▸ **Provided information**:
§
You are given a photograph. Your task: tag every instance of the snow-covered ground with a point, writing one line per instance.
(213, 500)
§
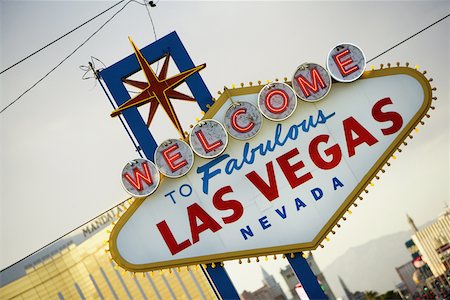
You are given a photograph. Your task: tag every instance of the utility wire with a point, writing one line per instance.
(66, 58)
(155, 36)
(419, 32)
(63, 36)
§
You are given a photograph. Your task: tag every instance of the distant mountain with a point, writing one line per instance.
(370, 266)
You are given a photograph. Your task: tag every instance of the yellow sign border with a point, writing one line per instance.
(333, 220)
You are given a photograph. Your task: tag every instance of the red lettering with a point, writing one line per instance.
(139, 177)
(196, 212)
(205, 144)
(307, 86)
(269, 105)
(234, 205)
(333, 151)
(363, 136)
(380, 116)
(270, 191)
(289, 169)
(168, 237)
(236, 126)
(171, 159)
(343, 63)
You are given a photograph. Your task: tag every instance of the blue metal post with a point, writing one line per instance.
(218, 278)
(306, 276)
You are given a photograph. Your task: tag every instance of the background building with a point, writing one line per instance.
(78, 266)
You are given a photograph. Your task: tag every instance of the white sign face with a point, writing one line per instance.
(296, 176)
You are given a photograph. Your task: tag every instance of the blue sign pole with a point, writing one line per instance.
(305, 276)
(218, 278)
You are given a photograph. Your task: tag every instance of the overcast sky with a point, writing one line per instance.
§
▸ **Activity**:
What you return must be an exact retyping of the lines above starting at the line with "the blue sign" and ending at the line with "of the overcast", and nothing besides.

▸ **Written answer**:
You are given a photograph. Your task: tag every instance of the blue sign pole with a point, writing one line per instance.
(305, 276)
(218, 278)
You are given a photograph. Your task: tag every instance of the overcast sky with a point, writing one line per instance.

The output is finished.